* Task list:
A: Collect every line of the records that contains the string "target", matching case exactly.
B: Write what comes next in the passage on bullying, picking up after its final sentence.
# Start of Passage given
How often is the playground bully the one marginalized and controlled by teachers in the classroom, but told by his parents to stand up and defend himself? I suspect that is at least sometimes the case. It is an illness passed on between generations.

I can give three examples.  The first is the more classic case. In 4th grade on my first day in a new school, two larger boys held me by the arms and beat me in the chest. That's the kind of bullying that is easily recognized as bullying.

A second event happened to me when I dared to challenge a teacher on the correct answer to a question on an analytic geometry test. On the next day he told students in the class previous to mine, "watch what happens to Stowe today." They warned me, so I was prepared for his wrath from the day before. Immediately after taking roll, he demanded, "Stowe go to the board." I immediately took chalk in hand and silently proceeded with my proof. He had intended to humiliate me, but the interchange had the opposite effect. As the formulas became clear in black and white (black boards were actually black in those days) the truth of my position was irrefutable. What was intended as an opportunity to correct me for my previous day's daring to question his authority in math, ended up with the teacher removing the question from the scoring of the test. I do not blame the teacher for bullying, but for a form of institutionalized bullying in which the teacher is overloaded, unfamiliar with the qualities and capacities of his or her students, and may lash out in frustration. Teachers are human beings, after all. In other words, he may have been a "good" teacher, managing to deliver the required lessons, and a bully at the same time.

A third incident from my high school experience was when after a school assembly I was accused of having stolen a "Beatle wig." I was led into a room with three administrators who grilled me about something about which I knew absolutely nothing. Having no evidence they allowed me to go, but left me wondering how they could have suspected me of such a thing. To be fair, my high school had 900 graduating seniors from a total school population of over 3000 kids. Can you understand how school administrators would feel over their heads, charged with maintaining order and control, and while having no direct knowledge of their individual students, be put in the position of bullying their kids?

There is a scene in the History of Kindergarten trailer in which a woman, in response to being called in for a conference about her child's behavior asked the teacher, "Do you even know my child?" Organized for the efficiency of delivery of lessons and for control of kids, many if not most public schools have become places in which children are institutionally bullied and their spirits purposely squashed to conform to the needs of the institution.

Yesterday in the wood shop, I helped a friend with making a wooden shield, and milled parts for boxes. I was saddened to learn of the death of John McCain. I did not agree with McCain on many things, but he, unlike many politicians of this day, actually put country first. He had been an advocate for free elections and the removal of the influence from too much money. He was one who would work across party lines even when it became unpopular to do so. He was one of the few Republican Senators willing to stand up to Donald Trump, and was vilified and hated by the president for it. During his presidential campaign, when a woman claimed Obama was a "secret muslim" he refuted her contention. He was a man of character and honesty, unlike the blatant bully who currently occupies the White House.
# End of Passage given
# Start of Raw data
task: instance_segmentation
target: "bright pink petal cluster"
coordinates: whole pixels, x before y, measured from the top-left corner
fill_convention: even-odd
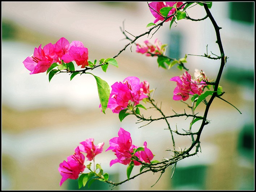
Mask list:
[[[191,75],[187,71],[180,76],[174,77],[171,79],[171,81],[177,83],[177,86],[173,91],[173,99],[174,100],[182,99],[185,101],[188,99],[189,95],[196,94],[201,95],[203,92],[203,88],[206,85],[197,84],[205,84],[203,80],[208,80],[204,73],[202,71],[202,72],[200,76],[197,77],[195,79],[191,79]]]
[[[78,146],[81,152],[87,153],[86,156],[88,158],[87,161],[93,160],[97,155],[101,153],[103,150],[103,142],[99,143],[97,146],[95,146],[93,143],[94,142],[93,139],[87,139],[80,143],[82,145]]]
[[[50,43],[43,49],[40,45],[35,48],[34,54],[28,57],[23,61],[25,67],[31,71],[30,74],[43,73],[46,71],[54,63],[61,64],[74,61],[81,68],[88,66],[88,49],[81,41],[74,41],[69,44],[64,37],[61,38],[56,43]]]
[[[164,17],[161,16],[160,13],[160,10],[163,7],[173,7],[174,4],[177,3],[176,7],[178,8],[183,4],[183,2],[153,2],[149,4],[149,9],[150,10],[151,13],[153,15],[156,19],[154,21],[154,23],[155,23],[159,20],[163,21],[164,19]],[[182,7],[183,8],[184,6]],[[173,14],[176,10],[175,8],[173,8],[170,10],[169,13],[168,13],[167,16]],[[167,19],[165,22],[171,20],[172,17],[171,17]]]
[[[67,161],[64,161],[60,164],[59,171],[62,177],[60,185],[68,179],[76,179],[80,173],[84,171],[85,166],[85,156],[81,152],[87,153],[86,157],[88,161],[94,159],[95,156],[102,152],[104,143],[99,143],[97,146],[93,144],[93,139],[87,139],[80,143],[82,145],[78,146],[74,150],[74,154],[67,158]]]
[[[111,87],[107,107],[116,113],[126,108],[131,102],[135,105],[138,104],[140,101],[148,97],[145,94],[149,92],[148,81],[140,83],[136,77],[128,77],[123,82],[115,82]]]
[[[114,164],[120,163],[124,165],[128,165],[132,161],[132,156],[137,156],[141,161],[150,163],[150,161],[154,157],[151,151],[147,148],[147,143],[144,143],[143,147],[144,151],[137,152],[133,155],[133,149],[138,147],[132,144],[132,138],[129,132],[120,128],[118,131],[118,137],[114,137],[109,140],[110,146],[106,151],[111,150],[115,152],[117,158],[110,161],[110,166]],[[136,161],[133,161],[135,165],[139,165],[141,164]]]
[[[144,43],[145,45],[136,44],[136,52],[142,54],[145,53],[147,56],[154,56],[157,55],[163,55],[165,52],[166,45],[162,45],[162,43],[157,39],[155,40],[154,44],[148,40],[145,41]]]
# End of Raw data
# Start of Raw data
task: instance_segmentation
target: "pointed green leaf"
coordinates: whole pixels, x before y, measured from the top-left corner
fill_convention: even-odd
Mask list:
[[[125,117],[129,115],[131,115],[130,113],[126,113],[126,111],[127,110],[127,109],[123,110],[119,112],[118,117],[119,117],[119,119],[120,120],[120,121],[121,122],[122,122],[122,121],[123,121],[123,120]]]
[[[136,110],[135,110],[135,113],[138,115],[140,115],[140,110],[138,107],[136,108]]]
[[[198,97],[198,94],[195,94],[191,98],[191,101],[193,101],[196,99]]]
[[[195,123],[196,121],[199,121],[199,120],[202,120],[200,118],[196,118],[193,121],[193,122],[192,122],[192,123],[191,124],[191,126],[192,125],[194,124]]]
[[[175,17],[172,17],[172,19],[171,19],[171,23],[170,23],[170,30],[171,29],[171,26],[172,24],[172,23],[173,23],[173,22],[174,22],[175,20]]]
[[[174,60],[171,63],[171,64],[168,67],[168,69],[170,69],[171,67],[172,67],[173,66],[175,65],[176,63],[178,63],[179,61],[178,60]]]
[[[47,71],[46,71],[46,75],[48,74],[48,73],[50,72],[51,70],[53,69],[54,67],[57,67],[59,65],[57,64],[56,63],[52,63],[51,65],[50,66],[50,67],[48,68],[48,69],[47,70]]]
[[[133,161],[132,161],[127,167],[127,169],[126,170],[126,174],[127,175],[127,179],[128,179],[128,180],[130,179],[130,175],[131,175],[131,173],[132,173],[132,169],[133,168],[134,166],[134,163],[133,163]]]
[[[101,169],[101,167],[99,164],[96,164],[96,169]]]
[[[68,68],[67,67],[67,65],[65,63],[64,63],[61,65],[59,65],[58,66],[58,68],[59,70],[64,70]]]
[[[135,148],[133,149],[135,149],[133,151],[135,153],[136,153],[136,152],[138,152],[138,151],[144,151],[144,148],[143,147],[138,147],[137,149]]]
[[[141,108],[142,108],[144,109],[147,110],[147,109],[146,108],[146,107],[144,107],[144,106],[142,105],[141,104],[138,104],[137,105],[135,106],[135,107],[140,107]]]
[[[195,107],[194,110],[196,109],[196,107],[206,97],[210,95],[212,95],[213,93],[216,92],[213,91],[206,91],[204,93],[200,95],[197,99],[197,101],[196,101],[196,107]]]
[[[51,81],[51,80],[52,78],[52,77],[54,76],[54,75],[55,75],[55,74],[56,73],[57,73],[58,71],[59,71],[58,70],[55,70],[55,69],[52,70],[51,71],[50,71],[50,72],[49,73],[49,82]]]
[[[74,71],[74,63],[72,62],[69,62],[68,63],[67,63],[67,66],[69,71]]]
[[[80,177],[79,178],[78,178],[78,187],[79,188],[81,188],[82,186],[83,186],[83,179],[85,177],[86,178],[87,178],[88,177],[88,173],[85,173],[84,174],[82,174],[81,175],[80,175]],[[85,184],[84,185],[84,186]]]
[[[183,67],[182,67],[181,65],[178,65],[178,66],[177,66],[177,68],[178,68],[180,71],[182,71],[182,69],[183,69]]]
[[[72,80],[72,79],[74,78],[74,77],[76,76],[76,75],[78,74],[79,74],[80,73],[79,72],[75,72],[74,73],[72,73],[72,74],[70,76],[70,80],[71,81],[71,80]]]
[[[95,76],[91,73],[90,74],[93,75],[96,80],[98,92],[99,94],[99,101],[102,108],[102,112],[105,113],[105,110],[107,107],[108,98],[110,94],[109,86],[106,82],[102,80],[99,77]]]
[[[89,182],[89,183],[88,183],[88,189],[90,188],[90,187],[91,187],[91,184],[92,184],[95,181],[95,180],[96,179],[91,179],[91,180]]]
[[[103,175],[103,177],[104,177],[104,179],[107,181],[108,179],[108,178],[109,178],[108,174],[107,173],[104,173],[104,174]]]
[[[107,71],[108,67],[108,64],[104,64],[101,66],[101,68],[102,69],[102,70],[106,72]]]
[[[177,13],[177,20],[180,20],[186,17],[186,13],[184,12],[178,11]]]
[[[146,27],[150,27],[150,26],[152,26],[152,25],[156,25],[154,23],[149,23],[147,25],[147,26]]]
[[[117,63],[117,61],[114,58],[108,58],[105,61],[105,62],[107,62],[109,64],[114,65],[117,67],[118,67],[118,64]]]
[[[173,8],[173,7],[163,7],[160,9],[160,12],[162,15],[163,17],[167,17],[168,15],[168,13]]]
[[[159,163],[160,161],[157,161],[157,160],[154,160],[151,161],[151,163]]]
# End of Raw data
* Answers provided:
A:
target: "bright pink petal cluster"
target: "pointed green leaf"

B:
Perhaps it's fitting that children in schools be introduced to bullying at the earliest possible age so as to be prepared for politics in the US. And I'll ask all who read here to consider if that's what we want.

If not, and I ask that we all choose not, then let's get busy and fix American education. School must not be just about learning reading and math. It must be also about working in collaboration and harmony using creativity to build a better life. Bullying whether peer on peer, or institutionalized in the structure of the school itself, does not belong.

Make, fix, and create...

Saturday, August 25, 2018

when do the children play?

A friend of mine sent me a  copy of a 2nd grade schedule from neighboring Berryville, Arkansas, which I share with you. I've removed the teacher's name, as generally teachers are not to blame for such things. Ask yourself whether 20 minutes of recess is reasonable for 2nd grade, or whether any child's life should be so tightly bound to a script or measured by worksheet. If the whole schedule is about reading and math, when do students learn about their community, the world and themselves? Can you understand why some students hate schooling right off the bat?

I was shown a copy of the Kindergarten schedule as well, and it too, showed only 20 minutes of unscripted time.

I do not blame the teachers for this. They are held to unreasonable and destructive standards that they often know to be wrong. Knowing the damage this does to children, perhaps teachers will at some point rise up, though it is more likely that they will leave (as they have done in large numbers) their professions in despair. I have hopes that the Kindergarten documentary series will help awaken parents to the wrongs of American education.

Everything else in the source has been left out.